Centenaire de l’affaire Dreyfus – Allocution de Alain Richard

Allocution de M. Alain RICHARD, Ministre de la Défense (Ecole militaire, 2 février 1998)

Mesdames et Messieurs les Parlementaires,

Messieurs les officiers généraux,

Messieurs les officiers,

Mesdames et Messieurs,

« Plus cette affaire est finie, plus il est évident qu’elle ne finira jamais ». Cette formule de Charles Péguy est révélatrice de l’intensité des passions que souleva l’affaire Dreyfus. C’est aux fondements même des rapports entre la République, les Français et l’Armée qu’elle nous renvoie sans cesse. Cent ans après, c’est avec sérénité désormais que nous portons le regard et la réflexion sur cette page de notre histoire nationale. C’est la raison pour laquelle j’ai tenu à ce que le ministère de la défense s’associe à la commémoration du centenaire du « J’Accuse », d’Emile Zola, en rendant un hommage à Alfred Dreyfus, ici même, à l’Ecole militaire.
--*--
• _CONSIGNE 1_
Dans l'allocution sur le centenaire de l'affaire Dreyfus, de qui vient la phrase « Plus cette affaire est finie, plus il est évident qu'elle ne finira jamais » ?
• _CONSIGNE 2_
Poursuivez l'allocution sur le centenaire de l'affaire Dreyfus à partir de sa dernière phrase.
Les données qui suivent n'ont aucun rapport avec l'allocution sur le centenaire de l'affaire Dreyfus.

• _Données tirées d'une collection_
--*--
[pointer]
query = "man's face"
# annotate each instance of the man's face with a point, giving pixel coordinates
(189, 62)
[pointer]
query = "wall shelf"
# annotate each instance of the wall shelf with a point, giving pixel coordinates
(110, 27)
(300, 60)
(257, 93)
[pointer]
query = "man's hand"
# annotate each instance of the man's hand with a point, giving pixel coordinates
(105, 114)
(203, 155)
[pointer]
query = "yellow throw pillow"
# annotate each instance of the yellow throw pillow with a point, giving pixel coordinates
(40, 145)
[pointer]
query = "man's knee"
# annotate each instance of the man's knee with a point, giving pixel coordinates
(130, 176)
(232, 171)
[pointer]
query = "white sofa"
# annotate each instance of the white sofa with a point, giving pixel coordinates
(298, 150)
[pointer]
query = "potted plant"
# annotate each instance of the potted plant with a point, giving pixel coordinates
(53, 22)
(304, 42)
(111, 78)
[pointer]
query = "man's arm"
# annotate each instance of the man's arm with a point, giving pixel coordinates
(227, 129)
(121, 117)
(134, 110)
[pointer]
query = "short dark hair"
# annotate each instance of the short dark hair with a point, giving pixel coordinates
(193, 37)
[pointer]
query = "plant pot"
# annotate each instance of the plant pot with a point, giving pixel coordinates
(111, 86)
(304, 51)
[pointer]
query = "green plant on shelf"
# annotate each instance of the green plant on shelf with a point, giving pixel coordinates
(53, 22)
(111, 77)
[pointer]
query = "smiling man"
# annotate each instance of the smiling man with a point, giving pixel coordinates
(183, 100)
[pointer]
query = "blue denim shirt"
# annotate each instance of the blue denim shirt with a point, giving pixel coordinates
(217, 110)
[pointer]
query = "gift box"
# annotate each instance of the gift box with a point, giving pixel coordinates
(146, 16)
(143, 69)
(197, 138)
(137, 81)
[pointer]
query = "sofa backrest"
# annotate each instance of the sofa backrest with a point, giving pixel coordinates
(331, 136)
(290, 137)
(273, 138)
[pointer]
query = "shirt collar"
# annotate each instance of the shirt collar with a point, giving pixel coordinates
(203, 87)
--*--
• _RÉPONSE ATTENDUE 1_
De Charles Péguy.

• _RÉPONSE ATTENDUE 2_
Se souvenir de ces événements, pour réfléchir au chemin parcouru, c’est s’interroger sur la place de l’institution militaire dans une démocratie, alors balbutiante, aujourd’hui consacrée. C’est aussi envisager les chemins par lesquels les principes de liberté ont rejoint les valeurs de la communauté militaire, pour la mettre en harmonie avec la nation qu’elle protège sans affaiblir son engagement.

Les autorités de la France des années 1894-1899 ont consenti à une injustice particulièrement marquante, puis l’ont remise en question ; l’année 1898 engagée par l’article d’Emile Zola, « J’Accuse », fut l’année du tournant, de l’interrogation collective.

Quand nous évoquons cette année et les actes qui la marquèrent, nous savons que plusieurs des pouvoirs constitués de l’époque s’étaient fourvoyés. Le Gouvernement, l’institution militaire, le Parlement, l’autorité judiciaire, à des titres divers, ont pris part à la stigmatisation du Capitaine Dreyfus, convaincu d’espionnage après une enquête faussée. Chacune de ces institutions s’était montrée perméable à deux dérives qui pesaient lourdement sur la société de l’époque : d’une part la révérence passive pour l’autorité en place, d’autre part, l’antisémitisme.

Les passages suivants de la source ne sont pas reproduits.